__Records supplied__:
##########

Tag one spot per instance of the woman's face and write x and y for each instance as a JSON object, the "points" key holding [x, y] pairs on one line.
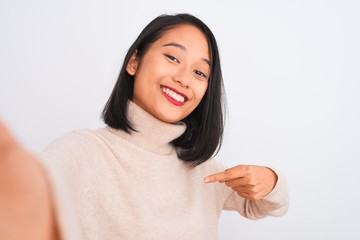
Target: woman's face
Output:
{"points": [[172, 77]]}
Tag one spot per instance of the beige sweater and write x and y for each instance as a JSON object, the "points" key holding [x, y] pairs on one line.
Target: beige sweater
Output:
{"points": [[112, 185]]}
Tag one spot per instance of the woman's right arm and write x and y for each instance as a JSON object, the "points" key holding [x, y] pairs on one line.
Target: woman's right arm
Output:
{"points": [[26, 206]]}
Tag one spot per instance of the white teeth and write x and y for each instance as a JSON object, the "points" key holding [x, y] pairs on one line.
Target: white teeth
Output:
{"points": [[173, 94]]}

##########

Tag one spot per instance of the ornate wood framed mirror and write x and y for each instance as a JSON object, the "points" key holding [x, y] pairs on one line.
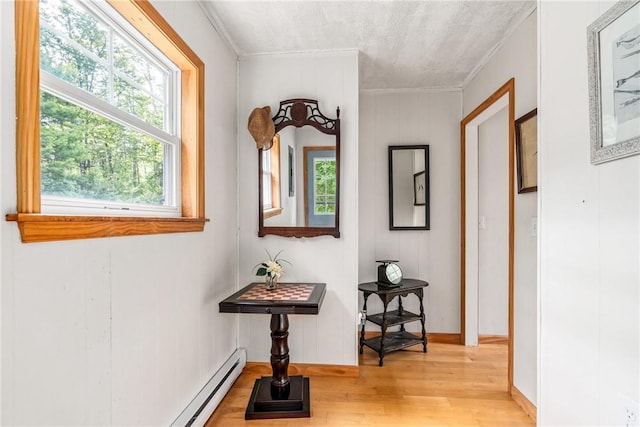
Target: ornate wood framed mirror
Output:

##########

Return every line of the listing above that contains the word "sweater".

__Finished answer__:
Tag one spot per instance of the beige sweater and write x and y for each instance as a JSON object, the "points" key holding [x, y] pairs on one line.
Target: beige sweater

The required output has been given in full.